*Metin bölümü*
□ □ □ □

Şumeyt b. Aclan :
Tâbiînin büyüklerinden âlim
ve velî bir zât. Hikmetli sözleri, güzel huyları ile herkesin sevgilisi olmuş
bir Allah adamı, ismi
Şumeyt bin Aclân olup, künyesi Ebû Hümâm’dır. (Ebû Ubeydullah da denildi).
Büyük tasavvuf âlimlerinden
olan Şumeyt bin Aclân’ın hayatı, tahsili ve ölüm târihi hakkında kesin bilgi
olmayıp, hicri ikinci
asırda yaşamıştır. Yaşayışı, hâli, hikmetli sözleri ile birçok kimselerin
harâmları terk
edip, Allahü teâlânın râzı
olduğu hâle gelmesine sebeb oldu. Onun bu hususiyeti, söylediği ve tavsiye
ettiği şeyleri, önce
kendisinin yaşamasıydı. Hâli, ilmine ve söylediğine uygun, dünyâya zerre kadar
muhabbet
ve meyli olmadan ibâdet,
tefekkür, korku ve ümid arasında yaşama şeklindeydi. Buyurdu ki: “İmânı
sağlam olan harâmlardan
kaçan kimseler, zekî ve akıllı kimselerdir. Bunlar Allahü teâlânın helâl
kıldığı temiz rızıklarını
yerler. Pis olan kötü olan şeyleri yemezler ve içmezler (Domuz eti ve şarap
gibi).
Âhıret ni’metleri
içerisinde yaşarlar. Cehennemde azâb olarak karşılarına çıkacak bir işi yapmazlar.
Onlar
Allahü teâlânın azabını
bilirler. Her yerde bu bildiklerine uygun hareket ederler. Korku ile uyurlar,
akıbetlerini
ve kıyâmet hâllerini
düşünerek vekar ile, ağır başlı olarak kalkarlar.”
Şumeyt bin Aclân
(r.a.)dünyâ için çalışıp, bütün arzusu ve düşüncesi dünyâ olan insanlardan
hoşlanmaz, onlardan
kaçardı. Bu insanların, uğruna ölmeyi dahi göze aldıkları malları ve
mülklerinden,
çok kısa bir zaman sonra
ayrıldıklarını ve bütün ömürlerini harcadıkları mallarının dünyâda kalıp
âhırete
bir şey götüremediklerini
görür ve bu insanlara acırdı. Onların gafletlerini ve içinde bulundukları hâli
anlatarak
şöyle buyurdu: “Dünyânın
âşıkları (haramlara dalanlar) sarhoşturlar. Gönül verdikleri dünyâ onlardan
kaçar, halbuki onlar
dünyâya âşık olmuşlardır. Süt emen çocukların annelerini arayıp, bağlandıkları
gibi dünyâya bağlıdırlar.
Asla ondan ayrılmayı istemezler. Allahü teâlâ onlardan birisine bir ni’met
ihsan ettiği zaman, onlara
bir riya ve şöhret gelir. Onlar, harâm helâl her ne olursa olsun dünyâya (mala,
mülke) bağlanır, onu
isterler. Sonra insanlara döner, “Geliniz, bizim mallarımıza bakınız” diyerek
öğünürler.

□ □ □ □

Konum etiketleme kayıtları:
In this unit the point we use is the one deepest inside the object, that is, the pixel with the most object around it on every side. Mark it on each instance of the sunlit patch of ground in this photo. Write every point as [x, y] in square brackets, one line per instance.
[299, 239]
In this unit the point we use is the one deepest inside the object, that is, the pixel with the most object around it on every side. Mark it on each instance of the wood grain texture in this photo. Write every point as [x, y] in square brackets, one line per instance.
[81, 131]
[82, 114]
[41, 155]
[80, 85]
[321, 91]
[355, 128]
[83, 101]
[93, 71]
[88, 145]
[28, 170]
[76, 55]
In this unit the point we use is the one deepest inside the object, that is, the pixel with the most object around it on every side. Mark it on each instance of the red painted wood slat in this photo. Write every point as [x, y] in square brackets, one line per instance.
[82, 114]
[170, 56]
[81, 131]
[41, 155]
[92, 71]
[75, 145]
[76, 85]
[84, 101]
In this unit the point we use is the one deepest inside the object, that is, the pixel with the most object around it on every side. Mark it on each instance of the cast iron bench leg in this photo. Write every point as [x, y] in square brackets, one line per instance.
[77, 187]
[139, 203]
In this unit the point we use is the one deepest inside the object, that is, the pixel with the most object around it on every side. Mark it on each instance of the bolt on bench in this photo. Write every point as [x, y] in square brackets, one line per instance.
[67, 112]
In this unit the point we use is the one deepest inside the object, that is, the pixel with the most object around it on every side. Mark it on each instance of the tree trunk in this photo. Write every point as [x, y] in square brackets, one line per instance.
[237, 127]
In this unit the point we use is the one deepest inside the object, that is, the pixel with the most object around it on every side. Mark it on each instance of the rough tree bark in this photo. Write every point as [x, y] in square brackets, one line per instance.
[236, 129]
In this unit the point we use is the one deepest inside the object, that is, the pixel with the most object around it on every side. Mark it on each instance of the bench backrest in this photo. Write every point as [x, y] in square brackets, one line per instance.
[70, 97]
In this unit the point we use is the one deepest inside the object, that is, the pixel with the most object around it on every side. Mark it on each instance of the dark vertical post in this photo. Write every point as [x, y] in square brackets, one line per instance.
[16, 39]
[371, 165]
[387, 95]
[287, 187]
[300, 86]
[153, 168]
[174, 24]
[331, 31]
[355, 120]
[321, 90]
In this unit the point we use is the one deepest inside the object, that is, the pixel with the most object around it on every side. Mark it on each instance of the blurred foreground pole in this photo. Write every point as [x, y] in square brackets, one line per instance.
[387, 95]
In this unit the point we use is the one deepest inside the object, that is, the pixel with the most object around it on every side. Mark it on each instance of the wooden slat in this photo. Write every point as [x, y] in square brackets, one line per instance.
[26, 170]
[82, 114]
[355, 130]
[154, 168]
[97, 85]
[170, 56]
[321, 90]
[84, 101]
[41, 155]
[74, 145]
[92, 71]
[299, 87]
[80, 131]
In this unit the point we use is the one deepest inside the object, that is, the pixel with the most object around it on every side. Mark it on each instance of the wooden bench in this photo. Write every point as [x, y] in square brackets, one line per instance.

□ □ □ □

*Yapılacak işler*
- A) Metin bölümüne göre Şumeyt bin Aclân'ın künyesi nedir?
- B) Metin bölümünün "Şumeyt b. Aclan" sözleriyle başlayıp "Ubeydullah da denildi)." sözleriyle biten kısmını, "sevgilisi" yerine "gözdesi" koyarak yeniden yazın.

*Cevaplar*
- A) Ebû Hümâm

- B)
Şumeyt b. Aclan :
Tâbiînin büyüklerinden âlim
ve velî bir zât. Hikmetli sözleri, güzel huyları ile herkesin gözdesi olmuş
bir Allah adamı, ismi
Şumeyt bin Aclân olup, künyesi Ebû Hümâm’dır. (Ebû Ubeydullah da denildi).